__WHAT YOU HAVE TO DO__.
What is the count of lines in the data that hold the string "handbag"? State the number alone.

__DATA SUPPLIED__.
════
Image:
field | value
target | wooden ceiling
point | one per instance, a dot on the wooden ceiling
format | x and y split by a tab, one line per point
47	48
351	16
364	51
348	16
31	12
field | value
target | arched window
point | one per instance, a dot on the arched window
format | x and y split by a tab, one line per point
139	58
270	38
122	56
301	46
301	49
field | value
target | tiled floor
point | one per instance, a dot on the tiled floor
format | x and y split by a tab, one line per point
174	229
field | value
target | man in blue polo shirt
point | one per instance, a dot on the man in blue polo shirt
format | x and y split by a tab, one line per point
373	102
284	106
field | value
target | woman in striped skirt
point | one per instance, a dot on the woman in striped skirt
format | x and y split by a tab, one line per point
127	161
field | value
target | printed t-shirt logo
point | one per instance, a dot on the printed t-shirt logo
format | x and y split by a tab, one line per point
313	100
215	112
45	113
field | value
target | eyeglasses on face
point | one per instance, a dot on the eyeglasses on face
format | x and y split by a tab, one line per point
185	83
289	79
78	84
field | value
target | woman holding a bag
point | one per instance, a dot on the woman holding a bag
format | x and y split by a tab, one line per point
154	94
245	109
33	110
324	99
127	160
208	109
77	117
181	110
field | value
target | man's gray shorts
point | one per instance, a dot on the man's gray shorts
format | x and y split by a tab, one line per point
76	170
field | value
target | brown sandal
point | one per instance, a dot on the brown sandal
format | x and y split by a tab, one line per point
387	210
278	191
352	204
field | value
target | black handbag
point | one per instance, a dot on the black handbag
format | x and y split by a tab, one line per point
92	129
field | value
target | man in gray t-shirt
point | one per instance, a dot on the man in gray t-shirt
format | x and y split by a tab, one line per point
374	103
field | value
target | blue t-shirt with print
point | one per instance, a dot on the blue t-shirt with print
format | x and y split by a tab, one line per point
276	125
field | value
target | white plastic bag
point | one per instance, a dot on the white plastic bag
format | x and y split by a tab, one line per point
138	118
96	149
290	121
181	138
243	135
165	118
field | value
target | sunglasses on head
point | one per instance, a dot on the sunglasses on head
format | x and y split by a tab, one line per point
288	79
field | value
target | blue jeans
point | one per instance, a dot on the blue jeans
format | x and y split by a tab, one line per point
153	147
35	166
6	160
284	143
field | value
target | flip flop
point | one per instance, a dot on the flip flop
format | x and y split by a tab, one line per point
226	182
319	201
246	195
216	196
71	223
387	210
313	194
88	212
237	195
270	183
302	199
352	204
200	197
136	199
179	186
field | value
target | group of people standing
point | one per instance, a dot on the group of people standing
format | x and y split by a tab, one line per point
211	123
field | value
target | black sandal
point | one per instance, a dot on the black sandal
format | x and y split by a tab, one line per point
════
__RESPONSE TO THIS TASK__.
2